[Opening DATA SUPPLIED section]
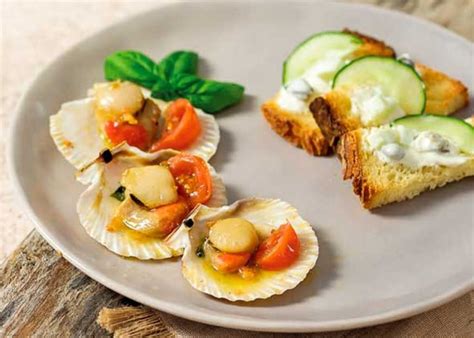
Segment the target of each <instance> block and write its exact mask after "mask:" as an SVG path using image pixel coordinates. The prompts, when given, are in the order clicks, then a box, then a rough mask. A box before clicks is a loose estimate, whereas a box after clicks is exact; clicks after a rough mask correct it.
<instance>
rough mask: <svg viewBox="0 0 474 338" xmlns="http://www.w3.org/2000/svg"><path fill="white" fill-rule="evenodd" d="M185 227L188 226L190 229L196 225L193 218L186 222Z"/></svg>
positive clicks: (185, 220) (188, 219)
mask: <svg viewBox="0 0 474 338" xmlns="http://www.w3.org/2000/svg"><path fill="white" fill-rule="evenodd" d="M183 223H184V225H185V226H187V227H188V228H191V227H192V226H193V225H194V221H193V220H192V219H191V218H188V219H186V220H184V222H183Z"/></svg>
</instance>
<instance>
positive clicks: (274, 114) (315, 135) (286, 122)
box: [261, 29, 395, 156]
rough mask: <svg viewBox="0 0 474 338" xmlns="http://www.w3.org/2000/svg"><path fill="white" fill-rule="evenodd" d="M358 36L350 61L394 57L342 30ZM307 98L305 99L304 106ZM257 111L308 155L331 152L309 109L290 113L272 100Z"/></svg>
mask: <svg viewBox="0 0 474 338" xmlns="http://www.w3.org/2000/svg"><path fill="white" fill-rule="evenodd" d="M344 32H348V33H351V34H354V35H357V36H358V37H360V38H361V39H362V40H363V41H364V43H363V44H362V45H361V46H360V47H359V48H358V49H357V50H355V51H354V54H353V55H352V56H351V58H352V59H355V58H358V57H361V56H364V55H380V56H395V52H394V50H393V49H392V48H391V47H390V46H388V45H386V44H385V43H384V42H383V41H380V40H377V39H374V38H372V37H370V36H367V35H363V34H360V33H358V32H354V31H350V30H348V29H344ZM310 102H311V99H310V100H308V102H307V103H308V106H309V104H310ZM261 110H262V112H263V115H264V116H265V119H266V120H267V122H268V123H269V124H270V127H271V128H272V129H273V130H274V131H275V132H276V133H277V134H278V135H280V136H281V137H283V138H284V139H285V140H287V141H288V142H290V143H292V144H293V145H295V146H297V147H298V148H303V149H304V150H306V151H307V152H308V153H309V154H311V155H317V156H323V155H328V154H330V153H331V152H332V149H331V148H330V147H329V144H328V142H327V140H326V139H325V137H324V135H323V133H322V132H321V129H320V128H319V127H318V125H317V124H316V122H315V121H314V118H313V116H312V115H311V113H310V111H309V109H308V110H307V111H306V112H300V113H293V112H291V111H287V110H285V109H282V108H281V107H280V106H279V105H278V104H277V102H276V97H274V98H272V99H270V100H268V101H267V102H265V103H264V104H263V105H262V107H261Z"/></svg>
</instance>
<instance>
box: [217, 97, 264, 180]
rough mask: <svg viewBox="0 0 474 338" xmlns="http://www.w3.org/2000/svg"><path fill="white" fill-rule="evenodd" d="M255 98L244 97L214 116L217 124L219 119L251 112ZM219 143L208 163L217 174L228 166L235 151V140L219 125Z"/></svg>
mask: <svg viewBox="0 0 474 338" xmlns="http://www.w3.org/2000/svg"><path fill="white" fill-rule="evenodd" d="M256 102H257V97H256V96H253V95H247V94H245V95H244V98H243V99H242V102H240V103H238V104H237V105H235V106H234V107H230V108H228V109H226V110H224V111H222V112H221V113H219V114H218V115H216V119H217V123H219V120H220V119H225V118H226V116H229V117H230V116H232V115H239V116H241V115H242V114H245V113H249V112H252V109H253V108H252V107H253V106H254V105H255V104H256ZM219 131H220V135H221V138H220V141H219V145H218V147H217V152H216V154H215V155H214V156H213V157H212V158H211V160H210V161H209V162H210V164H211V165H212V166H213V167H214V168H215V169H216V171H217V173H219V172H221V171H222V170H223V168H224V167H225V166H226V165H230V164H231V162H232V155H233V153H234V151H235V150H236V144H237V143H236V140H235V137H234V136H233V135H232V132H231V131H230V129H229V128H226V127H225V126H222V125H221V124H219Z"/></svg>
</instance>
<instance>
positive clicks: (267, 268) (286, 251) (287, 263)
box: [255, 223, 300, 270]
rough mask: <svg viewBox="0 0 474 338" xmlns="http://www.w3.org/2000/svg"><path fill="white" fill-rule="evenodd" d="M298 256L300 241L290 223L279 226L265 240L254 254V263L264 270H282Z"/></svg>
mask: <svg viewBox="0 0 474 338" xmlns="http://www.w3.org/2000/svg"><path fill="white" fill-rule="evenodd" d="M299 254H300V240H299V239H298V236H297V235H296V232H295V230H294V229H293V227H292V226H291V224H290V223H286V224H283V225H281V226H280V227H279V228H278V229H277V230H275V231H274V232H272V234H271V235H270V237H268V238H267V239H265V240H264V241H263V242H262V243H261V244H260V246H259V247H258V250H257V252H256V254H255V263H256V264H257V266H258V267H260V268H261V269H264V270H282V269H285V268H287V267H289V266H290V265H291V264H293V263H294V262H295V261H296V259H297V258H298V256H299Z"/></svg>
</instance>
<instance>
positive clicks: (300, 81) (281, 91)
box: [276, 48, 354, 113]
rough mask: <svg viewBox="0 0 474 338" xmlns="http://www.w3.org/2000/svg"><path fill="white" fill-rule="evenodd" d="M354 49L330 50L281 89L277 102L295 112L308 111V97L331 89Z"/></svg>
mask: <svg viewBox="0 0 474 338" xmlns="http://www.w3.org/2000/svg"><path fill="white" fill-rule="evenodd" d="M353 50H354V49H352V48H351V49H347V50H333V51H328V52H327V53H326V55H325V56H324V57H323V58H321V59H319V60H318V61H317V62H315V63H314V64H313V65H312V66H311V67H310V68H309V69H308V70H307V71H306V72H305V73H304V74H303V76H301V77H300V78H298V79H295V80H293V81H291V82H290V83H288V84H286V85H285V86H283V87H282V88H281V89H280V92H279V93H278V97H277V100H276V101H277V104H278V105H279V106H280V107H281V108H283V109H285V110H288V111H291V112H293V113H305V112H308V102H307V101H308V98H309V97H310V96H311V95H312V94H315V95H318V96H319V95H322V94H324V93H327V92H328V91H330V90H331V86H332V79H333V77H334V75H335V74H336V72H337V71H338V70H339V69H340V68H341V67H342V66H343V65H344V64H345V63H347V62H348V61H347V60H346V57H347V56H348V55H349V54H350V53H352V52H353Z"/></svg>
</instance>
[Closing DATA SUPPLIED section]
• BRIEF: Include in the answer nothing but an exact repetition of the lines from the one with "49L330 50L281 89L277" through the end of the material.

• RESPONSE TO THIS TASK:
rough mask: <svg viewBox="0 0 474 338" xmlns="http://www.w3.org/2000/svg"><path fill="white" fill-rule="evenodd" d="M354 49L330 50L281 89L277 102L295 112L308 111V97L331 89Z"/></svg>
mask: <svg viewBox="0 0 474 338" xmlns="http://www.w3.org/2000/svg"><path fill="white" fill-rule="evenodd" d="M353 50H354V49H352V48H351V49H347V50H333V51H328V52H327V53H326V55H325V56H324V57H323V58H321V59H319V60H318V61H317V62H315V63H314V64H313V65H312V66H311V67H310V68H309V69H308V70H307V71H306V72H305V73H304V74H303V76H301V77H300V78H298V79H295V80H293V81H291V82H290V83H288V84H286V85H285V86H283V87H282V88H281V89H280V92H279V93H278V97H277V100H276V101H277V104H278V105H279V106H280V107H281V108H283V109H285V110H288V111H291V112H293V113H305V112H308V102H307V101H308V98H309V97H310V96H311V95H312V94H315V95H318V96H319V95H322V94H324V93H327V92H328V91H330V90H331V86H332V79H333V77H334V75H335V74H336V72H337V71H338V70H339V69H340V68H341V67H342V66H343V65H344V64H345V63H347V62H348V61H347V60H346V57H347V56H348V55H349V54H350V53H352V52H353Z"/></svg>
</instance>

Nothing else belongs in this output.